## Work to complete:
Transcribe every one of the following lines word for word, with no changes.

## Input data:
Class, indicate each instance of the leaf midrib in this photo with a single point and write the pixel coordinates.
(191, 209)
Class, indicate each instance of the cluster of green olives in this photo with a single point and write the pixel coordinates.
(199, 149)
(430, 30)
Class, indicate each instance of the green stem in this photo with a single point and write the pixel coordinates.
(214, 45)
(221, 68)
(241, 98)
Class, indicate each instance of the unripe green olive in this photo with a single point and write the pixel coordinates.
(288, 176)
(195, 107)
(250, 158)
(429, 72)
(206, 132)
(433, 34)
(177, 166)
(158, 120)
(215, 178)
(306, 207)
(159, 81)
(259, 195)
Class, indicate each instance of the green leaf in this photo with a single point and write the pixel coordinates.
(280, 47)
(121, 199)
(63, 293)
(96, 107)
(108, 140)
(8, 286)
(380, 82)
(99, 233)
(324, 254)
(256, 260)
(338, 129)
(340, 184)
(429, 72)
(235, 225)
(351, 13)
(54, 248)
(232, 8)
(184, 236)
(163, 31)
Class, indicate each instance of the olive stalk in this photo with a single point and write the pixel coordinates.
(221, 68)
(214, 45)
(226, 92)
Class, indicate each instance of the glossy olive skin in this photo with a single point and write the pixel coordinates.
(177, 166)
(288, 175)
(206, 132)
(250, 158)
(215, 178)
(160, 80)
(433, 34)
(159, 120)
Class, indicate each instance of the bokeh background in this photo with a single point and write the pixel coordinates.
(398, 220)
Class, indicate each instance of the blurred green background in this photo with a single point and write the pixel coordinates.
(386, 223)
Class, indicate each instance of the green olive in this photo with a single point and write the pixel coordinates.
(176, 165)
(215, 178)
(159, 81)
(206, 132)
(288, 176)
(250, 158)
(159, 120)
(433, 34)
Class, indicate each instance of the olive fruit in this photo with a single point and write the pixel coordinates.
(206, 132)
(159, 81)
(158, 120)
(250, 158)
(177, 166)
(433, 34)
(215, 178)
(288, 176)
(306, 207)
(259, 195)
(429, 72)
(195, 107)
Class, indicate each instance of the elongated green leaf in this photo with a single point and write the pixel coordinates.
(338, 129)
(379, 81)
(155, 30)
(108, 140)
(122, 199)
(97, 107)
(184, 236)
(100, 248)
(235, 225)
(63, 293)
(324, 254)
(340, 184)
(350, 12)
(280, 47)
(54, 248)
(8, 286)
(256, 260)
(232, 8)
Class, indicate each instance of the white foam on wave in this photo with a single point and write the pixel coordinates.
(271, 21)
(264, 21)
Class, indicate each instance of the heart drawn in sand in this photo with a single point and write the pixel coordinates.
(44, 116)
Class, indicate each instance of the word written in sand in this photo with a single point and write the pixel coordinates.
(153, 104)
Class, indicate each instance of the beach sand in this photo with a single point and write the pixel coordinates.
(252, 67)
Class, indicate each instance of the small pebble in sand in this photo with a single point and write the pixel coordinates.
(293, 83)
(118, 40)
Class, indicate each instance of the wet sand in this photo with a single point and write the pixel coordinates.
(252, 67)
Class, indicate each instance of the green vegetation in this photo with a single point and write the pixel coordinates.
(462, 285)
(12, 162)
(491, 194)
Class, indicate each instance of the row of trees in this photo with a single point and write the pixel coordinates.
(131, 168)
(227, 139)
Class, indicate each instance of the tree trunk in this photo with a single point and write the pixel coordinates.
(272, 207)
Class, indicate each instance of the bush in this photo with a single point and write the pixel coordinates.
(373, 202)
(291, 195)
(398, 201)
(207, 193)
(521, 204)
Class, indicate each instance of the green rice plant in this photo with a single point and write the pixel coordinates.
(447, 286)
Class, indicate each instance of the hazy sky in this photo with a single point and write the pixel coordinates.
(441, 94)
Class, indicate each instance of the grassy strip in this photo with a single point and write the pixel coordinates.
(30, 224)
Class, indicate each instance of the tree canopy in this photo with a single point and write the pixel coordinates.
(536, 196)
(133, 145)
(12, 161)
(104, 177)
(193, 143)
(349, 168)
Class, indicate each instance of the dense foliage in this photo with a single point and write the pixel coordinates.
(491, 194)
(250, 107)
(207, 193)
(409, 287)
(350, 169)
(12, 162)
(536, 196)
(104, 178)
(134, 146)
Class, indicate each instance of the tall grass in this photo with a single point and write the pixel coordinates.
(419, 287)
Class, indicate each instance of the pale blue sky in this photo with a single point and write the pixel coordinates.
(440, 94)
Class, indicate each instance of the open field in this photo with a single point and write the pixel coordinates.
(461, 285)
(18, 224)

## Solution to this problem:
Class, indicate each instance of the leaf midrib in this photo with a single point and write the pixel coordinates.
(191, 209)
Class, indicate each instance of the cluster of green olives in this photo with a single point and write the pixel coordinates.
(199, 149)
(430, 30)
Class, indicate each instance of the green stem in this photo with a single point and write the pixel coordinates.
(214, 45)
(221, 68)
(241, 98)
Class, indicate each instance of the unripe green olive in this photo with a single point and write the pixel coordinates.
(288, 176)
(195, 107)
(250, 158)
(429, 72)
(206, 132)
(433, 34)
(177, 166)
(158, 120)
(215, 178)
(306, 207)
(159, 81)
(259, 195)
Class, indicate each instance of the green leaf in this photo with a single point and write the pixel coordinates.
(280, 47)
(121, 199)
(63, 293)
(96, 107)
(108, 140)
(8, 286)
(380, 82)
(99, 233)
(324, 254)
(256, 260)
(338, 129)
(340, 184)
(429, 72)
(235, 225)
(351, 13)
(54, 248)
(232, 8)
(184, 236)
(163, 31)
Class, indicate each instance of the olive stalk in this photo with a single point and write the pixel coordinates.
(221, 68)
(214, 45)
(226, 92)
Class, indicate each instance of the glossy olive skin in this photo with a single point and write the pixel coordinates.
(177, 166)
(288, 175)
(206, 132)
(250, 158)
(215, 178)
(160, 80)
(433, 34)
(159, 120)
Class, indicate each instance of the bokeh background in this photo with a single point and write the pixel coordinates.
(398, 220)
Class, indicate each instance of the blurred green background in this photo with a single point and write the pixel coordinates.
(386, 223)
Class, indicate each instance of the green olive in this photo with a single point and write the pixel coordinates.
(176, 165)
(215, 178)
(159, 81)
(206, 132)
(288, 176)
(250, 158)
(159, 120)
(433, 34)
Class, indicate each instance of the olive fruit in this photo with a single point and write the pixel coordinates.
(206, 132)
(159, 81)
(158, 120)
(250, 158)
(177, 166)
(433, 34)
(215, 178)
(288, 176)
(306, 207)
(259, 195)
(429, 72)
(195, 107)
Class, indicate each instance of the elongated green leaf in this photo with a single point and write the pixel coordinates.
(338, 129)
(379, 81)
(155, 30)
(108, 140)
(122, 199)
(97, 107)
(184, 236)
(100, 248)
(235, 225)
(63, 293)
(324, 254)
(340, 184)
(350, 12)
(280, 47)
(54, 248)
(8, 286)
(256, 260)
(232, 8)
Class, indicate each instance of the white foam on wave in this photo with a single point and write the pixel coordinates.
(271, 21)
(264, 21)
Class, indicate each instance of the heart drawn in sand in this photo with a single point and write the pixel coordinates.
(44, 116)
Class, indicate each instance of the word written in sand in this photo with a single point and write the pixel coordinates.
(153, 104)
Class, indicate each instance of the beach sand in this photo with a single point and write the pixel coordinates.
(252, 67)
Class, indicate each instance of the small pebble in sand in this photo with a single point and write the pixel coordinates.
(293, 83)
(118, 40)
Class, indicate each instance of the wet sand in this photo with a single point and write the pixel coordinates.
(252, 67)
Class, indicate each instance of the green vegetation in this photo with a single point and write the pixel coordinates.
(462, 285)
(12, 162)
(491, 194)
Class, indicate each instance of the row of trees in this photo with a single point and write the pixel coordinates.
(131, 168)
(227, 139)
Class, indicate each instance of the tree trunk in this photo with a single point and write the pixel coordinates.
(272, 207)
Class, indicate each instance of the bush in this photo with a single point and write the pixel coordinates.
(373, 202)
(291, 195)
(398, 201)
(207, 193)
(521, 204)
Class, indicate each instance of the green rice plant in this photo with a single point and write the pixel coordinates.
(447, 286)
Class, indicate each instance of the hazy sky in this photo with a single point and write the pixel coordinates.
(441, 94)
Class, indicate each instance of the grassy strip in this photo with a single point and write the pixel coordinates.
(30, 224)
Class, indicate each instance of the tree canopy in this photo with a single point and write the pixel coordinates.
(536, 196)
(133, 145)
(12, 161)
(104, 177)
(193, 143)
(349, 168)
Class, indicate each instance of the dense foliage in this photo with a single point and write the pixel coordinates.
(491, 194)
(250, 107)
(207, 193)
(409, 287)
(350, 169)
(12, 162)
(536, 196)
(104, 178)
(134, 146)
Class, indicate each instance of the tall grass in this photo with a single point and write the pixel coordinates.
(419, 287)
Class, indicate each instance of the pale blue sky in this photo with a single point and write the pixel coordinates.
(440, 94)
Class, indicate each instance of the open field in this photo with a single point and write the pixel coordinates.
(461, 285)
(18, 224)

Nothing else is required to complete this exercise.